------ Input rows ------

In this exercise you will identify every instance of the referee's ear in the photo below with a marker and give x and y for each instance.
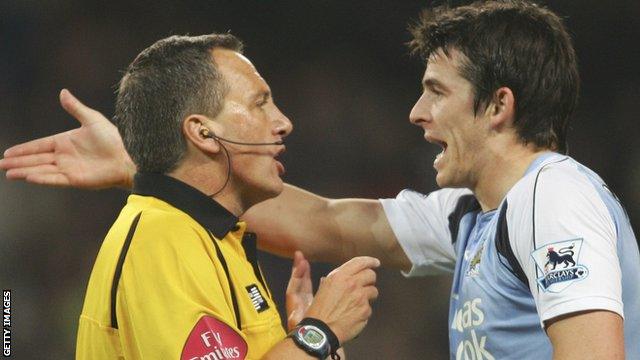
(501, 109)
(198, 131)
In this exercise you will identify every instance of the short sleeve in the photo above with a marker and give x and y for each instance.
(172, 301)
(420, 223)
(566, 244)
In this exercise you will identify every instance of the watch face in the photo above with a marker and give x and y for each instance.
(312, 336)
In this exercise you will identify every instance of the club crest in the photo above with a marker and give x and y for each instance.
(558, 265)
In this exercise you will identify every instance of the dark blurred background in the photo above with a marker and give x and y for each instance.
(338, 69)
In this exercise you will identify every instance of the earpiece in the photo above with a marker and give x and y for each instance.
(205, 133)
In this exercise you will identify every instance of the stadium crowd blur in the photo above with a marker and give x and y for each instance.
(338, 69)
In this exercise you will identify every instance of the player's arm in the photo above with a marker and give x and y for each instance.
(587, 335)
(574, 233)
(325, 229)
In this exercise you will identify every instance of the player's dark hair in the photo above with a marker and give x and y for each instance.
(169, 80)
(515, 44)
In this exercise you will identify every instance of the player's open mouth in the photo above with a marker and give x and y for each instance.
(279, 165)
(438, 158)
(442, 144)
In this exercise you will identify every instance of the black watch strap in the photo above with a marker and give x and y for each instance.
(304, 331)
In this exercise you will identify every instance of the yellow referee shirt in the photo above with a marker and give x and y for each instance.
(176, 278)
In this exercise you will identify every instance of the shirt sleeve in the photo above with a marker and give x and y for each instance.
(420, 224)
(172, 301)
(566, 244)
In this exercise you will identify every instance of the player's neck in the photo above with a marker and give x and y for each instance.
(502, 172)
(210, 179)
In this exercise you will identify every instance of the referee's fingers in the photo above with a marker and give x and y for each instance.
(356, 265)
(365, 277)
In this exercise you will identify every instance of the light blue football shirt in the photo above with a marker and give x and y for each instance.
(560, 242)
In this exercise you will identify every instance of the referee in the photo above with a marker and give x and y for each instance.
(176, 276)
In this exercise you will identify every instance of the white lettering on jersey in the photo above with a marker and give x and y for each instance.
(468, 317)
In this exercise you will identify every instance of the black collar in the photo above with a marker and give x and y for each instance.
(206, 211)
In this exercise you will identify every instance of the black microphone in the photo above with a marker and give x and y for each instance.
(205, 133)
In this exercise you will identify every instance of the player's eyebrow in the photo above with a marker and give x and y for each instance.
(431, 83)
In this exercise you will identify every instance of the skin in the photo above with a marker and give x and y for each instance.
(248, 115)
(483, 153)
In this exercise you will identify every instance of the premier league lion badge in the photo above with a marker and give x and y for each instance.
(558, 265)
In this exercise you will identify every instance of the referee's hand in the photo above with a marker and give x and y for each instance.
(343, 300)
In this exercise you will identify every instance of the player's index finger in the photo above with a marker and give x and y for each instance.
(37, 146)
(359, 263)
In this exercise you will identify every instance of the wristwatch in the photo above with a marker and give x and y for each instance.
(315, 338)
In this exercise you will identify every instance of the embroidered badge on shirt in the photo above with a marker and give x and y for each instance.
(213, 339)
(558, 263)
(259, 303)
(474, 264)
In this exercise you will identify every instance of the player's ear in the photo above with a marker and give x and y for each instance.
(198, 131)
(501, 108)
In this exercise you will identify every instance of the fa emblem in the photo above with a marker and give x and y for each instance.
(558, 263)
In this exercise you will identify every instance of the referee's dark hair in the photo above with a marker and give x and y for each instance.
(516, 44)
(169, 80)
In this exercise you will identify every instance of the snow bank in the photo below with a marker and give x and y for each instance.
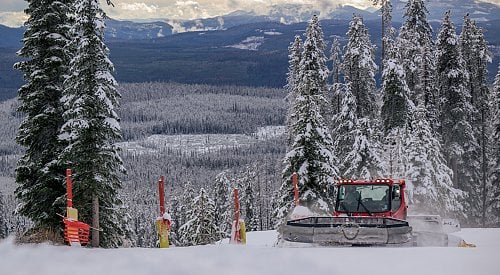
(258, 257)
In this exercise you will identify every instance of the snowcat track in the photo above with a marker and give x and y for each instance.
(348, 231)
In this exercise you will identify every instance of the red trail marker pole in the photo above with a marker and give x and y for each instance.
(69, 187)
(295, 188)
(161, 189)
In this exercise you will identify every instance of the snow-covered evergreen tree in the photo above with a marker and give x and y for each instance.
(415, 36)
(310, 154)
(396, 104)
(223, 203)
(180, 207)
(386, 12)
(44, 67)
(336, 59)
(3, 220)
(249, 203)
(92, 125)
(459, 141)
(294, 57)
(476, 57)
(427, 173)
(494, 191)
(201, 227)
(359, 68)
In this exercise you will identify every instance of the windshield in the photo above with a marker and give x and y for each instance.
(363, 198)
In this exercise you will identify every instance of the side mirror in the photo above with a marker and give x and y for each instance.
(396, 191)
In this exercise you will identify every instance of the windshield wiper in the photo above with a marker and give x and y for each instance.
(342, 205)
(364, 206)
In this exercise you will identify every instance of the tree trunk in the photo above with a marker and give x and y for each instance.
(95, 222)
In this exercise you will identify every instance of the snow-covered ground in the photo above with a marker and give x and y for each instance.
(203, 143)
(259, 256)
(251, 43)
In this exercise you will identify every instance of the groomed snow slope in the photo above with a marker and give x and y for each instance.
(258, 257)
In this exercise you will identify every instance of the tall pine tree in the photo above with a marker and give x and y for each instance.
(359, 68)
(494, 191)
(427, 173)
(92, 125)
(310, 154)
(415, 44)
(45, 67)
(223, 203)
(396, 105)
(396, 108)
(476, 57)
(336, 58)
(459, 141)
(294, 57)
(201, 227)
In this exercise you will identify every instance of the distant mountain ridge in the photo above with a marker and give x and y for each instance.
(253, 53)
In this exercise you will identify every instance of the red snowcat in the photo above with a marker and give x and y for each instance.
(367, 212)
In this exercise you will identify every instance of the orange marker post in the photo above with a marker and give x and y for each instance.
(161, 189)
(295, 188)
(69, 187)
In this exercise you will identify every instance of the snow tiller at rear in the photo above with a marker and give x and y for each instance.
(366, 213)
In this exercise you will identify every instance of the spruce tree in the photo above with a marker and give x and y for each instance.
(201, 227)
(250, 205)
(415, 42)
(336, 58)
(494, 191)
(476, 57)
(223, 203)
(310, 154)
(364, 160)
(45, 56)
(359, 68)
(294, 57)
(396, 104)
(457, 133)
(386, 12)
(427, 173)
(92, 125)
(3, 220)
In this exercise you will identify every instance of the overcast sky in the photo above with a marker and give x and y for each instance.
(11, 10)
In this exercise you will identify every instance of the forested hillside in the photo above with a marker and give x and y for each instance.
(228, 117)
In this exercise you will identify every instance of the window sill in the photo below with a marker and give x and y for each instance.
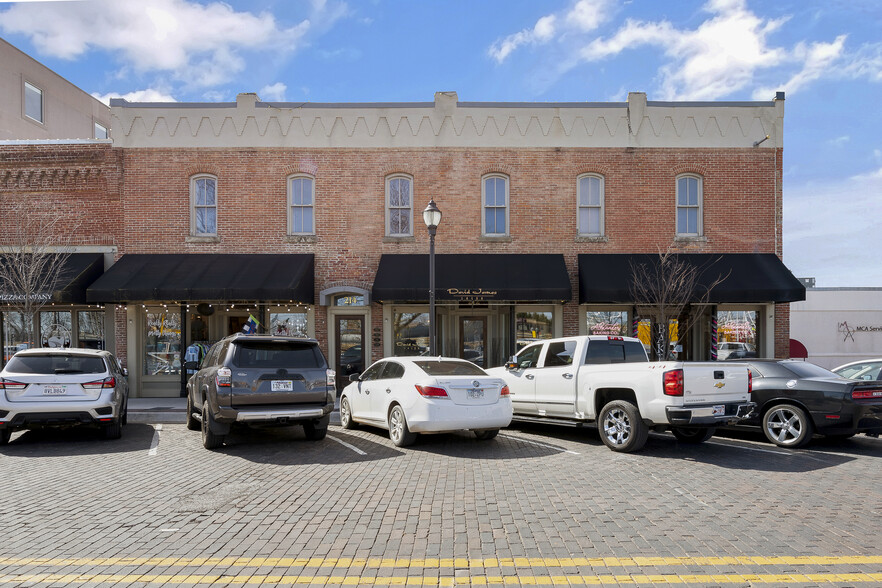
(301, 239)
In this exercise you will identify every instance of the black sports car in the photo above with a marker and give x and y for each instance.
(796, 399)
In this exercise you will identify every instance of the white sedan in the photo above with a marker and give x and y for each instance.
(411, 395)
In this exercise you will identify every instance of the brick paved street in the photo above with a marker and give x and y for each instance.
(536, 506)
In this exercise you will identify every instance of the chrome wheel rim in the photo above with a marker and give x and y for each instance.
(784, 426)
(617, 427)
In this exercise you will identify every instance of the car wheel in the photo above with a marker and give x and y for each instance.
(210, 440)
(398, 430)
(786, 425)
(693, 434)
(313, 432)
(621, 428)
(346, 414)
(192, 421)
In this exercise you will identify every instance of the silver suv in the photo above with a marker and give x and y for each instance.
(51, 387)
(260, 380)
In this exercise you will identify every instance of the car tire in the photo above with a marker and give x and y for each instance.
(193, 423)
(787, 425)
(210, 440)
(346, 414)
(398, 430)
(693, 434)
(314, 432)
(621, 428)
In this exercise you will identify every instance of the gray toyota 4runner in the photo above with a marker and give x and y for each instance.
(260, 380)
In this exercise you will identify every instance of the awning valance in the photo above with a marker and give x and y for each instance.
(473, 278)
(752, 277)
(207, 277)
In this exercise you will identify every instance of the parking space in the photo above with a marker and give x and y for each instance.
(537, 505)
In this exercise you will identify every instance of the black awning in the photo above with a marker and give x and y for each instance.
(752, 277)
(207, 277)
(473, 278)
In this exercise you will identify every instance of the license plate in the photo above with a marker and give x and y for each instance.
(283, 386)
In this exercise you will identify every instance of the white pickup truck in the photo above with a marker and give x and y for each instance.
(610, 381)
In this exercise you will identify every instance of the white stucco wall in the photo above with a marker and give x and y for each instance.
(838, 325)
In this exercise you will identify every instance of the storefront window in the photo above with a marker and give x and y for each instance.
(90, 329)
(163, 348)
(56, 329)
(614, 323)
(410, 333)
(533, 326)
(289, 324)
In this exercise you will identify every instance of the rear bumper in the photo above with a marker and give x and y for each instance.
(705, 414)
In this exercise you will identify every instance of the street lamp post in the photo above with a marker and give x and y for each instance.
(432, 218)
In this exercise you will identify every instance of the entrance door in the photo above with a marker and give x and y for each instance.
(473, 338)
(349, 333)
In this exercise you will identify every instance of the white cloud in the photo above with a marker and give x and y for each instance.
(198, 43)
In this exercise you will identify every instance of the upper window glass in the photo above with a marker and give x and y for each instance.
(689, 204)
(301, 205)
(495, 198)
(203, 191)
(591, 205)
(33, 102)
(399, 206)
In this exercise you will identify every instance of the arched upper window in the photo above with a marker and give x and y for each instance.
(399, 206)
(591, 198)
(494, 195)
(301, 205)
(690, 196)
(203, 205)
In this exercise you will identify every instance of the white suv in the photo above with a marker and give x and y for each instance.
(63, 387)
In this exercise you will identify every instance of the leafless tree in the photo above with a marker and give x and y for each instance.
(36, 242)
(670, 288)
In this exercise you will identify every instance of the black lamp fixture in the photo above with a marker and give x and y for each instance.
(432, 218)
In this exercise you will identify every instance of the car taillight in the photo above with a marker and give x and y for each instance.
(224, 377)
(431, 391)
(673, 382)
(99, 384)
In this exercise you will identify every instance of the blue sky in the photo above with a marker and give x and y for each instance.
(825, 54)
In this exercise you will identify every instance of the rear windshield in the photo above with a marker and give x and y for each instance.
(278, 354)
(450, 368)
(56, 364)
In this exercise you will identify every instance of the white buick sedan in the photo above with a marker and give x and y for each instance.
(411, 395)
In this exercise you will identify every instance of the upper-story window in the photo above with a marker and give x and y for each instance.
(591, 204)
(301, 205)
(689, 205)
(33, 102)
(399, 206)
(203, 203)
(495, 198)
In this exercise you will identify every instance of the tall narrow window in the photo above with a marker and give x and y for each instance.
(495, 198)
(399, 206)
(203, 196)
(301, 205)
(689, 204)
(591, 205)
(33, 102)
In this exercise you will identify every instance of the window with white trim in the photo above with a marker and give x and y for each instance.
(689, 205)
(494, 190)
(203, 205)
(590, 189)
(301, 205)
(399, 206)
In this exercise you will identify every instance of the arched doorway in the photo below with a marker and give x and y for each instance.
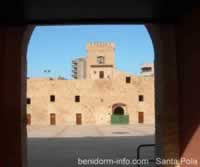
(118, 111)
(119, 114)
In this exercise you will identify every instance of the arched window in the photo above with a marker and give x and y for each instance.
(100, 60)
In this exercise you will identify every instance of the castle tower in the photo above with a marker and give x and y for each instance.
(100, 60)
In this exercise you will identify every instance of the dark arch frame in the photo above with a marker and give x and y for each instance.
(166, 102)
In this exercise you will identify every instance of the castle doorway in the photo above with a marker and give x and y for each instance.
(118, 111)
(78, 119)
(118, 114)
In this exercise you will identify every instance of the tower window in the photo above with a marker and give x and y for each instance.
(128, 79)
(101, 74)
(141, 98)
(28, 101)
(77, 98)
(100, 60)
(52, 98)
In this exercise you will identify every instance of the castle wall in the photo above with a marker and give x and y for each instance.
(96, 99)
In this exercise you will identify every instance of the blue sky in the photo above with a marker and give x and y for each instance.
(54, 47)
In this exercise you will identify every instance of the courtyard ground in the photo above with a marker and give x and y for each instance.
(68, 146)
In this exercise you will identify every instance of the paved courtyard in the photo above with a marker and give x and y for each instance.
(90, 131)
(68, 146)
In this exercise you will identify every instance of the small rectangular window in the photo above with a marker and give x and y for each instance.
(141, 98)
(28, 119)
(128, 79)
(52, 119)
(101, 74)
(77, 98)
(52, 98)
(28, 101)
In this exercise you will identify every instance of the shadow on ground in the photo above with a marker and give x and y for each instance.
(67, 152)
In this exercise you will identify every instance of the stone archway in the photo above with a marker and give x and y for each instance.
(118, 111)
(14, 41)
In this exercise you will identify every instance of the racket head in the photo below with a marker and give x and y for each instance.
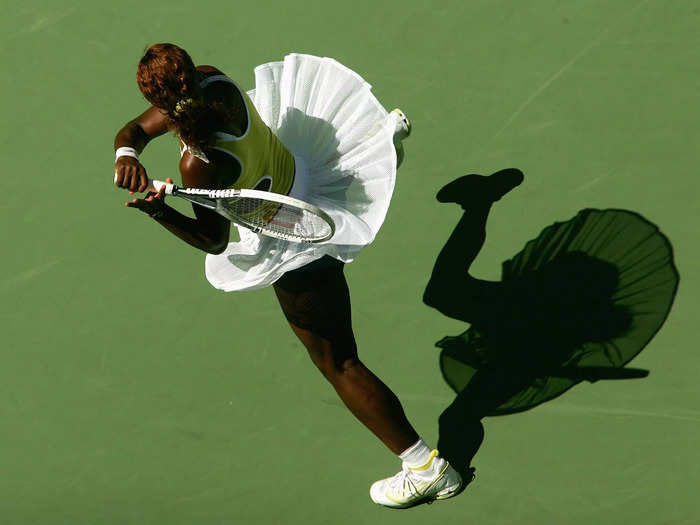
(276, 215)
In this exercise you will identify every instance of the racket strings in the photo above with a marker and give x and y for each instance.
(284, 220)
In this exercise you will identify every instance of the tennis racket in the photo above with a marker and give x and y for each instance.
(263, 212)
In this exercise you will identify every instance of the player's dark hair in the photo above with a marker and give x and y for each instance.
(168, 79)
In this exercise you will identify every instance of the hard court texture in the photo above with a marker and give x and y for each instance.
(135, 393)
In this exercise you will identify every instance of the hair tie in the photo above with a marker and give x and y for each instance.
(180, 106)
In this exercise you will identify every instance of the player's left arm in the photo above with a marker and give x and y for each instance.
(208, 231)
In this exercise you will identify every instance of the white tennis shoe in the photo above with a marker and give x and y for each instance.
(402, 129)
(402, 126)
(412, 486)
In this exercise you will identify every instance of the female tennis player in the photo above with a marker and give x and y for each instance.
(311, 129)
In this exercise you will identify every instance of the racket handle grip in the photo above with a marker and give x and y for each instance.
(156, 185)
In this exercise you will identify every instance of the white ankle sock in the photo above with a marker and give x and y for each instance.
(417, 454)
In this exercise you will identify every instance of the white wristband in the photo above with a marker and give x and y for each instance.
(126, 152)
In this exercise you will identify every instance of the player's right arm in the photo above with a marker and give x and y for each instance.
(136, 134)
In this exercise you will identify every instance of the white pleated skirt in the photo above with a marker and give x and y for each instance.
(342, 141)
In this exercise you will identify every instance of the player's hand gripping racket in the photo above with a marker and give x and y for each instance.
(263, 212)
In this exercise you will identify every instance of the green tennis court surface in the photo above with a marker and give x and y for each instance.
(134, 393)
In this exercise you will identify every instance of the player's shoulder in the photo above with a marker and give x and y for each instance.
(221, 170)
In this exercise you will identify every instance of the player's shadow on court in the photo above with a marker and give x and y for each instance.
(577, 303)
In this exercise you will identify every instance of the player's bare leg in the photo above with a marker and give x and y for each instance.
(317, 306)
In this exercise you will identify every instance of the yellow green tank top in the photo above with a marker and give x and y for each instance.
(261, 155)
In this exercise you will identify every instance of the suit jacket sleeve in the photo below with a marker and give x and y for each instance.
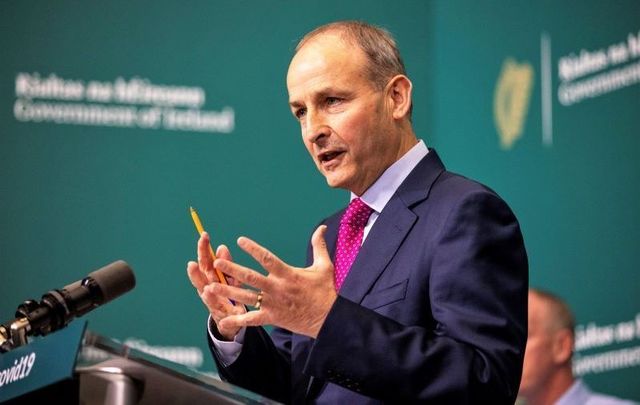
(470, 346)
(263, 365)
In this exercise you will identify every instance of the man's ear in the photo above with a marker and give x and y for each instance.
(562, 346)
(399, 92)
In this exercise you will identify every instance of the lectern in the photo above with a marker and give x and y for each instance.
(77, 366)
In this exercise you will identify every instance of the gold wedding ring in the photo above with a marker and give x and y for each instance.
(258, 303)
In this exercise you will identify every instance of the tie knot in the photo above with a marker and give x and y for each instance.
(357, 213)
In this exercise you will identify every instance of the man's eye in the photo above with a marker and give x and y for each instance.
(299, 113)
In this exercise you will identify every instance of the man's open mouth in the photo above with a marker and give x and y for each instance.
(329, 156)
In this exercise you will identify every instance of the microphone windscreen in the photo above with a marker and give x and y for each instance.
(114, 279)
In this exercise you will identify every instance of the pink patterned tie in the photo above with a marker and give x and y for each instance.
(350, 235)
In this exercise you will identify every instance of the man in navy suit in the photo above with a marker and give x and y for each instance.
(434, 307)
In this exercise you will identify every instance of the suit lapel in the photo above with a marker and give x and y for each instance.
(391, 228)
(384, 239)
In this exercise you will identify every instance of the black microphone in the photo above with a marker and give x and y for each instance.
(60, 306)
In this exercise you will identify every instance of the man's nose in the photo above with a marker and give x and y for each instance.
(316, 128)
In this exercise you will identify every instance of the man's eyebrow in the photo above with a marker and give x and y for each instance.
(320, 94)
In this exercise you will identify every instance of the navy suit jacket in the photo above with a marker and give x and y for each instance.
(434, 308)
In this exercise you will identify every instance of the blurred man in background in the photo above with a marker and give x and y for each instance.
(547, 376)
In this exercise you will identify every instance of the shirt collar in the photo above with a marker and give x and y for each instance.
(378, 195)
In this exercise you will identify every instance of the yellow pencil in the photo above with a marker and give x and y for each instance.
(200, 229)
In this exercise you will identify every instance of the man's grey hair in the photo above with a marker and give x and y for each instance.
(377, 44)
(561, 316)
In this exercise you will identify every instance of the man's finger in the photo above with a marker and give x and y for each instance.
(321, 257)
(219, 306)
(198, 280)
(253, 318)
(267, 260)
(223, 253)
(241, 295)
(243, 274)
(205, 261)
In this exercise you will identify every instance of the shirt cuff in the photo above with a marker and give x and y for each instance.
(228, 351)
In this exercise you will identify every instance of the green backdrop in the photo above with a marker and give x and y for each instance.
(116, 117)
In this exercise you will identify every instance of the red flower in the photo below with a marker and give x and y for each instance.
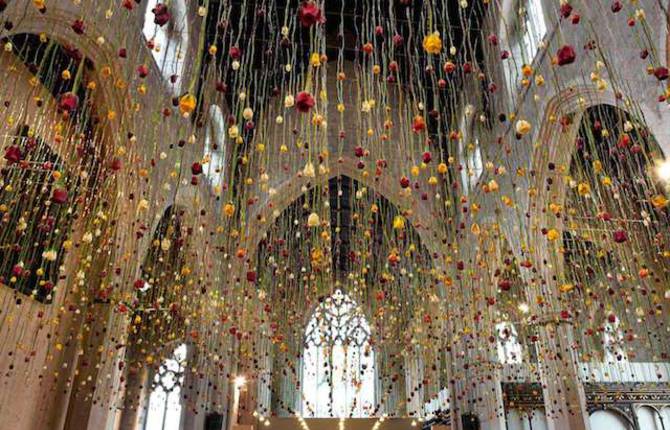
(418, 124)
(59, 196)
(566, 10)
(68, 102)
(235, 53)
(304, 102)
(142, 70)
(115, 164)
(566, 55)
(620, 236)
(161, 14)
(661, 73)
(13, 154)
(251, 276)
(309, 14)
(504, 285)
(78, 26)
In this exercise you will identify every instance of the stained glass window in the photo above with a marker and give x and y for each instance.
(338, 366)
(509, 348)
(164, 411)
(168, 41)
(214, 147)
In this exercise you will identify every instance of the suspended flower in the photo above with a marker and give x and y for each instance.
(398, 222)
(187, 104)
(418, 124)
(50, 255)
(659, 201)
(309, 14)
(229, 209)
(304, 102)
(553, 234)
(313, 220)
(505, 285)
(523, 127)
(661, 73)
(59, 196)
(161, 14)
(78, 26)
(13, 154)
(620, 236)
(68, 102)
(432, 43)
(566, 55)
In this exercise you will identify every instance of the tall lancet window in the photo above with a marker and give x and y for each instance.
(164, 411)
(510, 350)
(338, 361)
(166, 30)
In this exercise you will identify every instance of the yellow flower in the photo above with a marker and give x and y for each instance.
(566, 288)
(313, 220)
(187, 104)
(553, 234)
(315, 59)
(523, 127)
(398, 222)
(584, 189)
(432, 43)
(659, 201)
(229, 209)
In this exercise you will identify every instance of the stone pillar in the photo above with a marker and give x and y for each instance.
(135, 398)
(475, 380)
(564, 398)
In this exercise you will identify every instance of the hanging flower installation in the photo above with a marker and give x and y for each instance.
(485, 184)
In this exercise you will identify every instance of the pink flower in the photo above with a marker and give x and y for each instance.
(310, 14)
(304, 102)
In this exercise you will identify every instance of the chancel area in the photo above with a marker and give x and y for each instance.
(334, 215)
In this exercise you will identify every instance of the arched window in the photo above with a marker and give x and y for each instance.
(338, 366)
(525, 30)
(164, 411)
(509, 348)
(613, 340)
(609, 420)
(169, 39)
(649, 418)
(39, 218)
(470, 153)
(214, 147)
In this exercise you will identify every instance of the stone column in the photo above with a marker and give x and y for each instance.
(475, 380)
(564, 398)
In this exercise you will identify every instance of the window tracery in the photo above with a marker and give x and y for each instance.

------

▶ **What the task requires**
Only the lines from the one containing "the tall lancet" to the end of the records should be repeated, exactly as they appear.

▶ **Output of the task**
In this exercise you will identify every instance of the tall lancet window in the photo above with a marker and give x and y for each instance.
(164, 411)
(510, 350)
(338, 361)
(166, 30)
In this exercise you will identify every instance of the yellow flower in the photo above with a marker and give x and y for each instance.
(566, 288)
(313, 220)
(187, 104)
(553, 234)
(315, 59)
(523, 127)
(398, 222)
(584, 189)
(432, 43)
(659, 201)
(229, 209)
In this exercise you will identify every instance of the stone pillar in the photo above with a marker and give x and y for each instance.
(135, 398)
(475, 380)
(564, 398)
In this exercise you will identify every instance of the hanging flower installation in the photo above with a marker and give x and y for each instance.
(485, 184)
In this exercise you will identify every instance of the pink flower in the photo above with a marker and give x and y for each instance.
(310, 14)
(304, 102)
In this exercise you will identify every instance of the chancel area in the photo above with a marker and give x and y for each instance.
(334, 215)
In this exercise you will identify every instance of the arched window in the photo above with a marker and give x and y for each instance.
(338, 366)
(525, 30)
(164, 411)
(509, 348)
(613, 340)
(609, 420)
(169, 39)
(649, 418)
(39, 218)
(470, 153)
(214, 147)
In this exercise you will identify every instance of the stone column in the photo above with a marker and give x and y for each instance.
(475, 380)
(564, 398)
In this exercise you will identify every instance of the window tracery in the photo above with a marker and give x and y for each instance.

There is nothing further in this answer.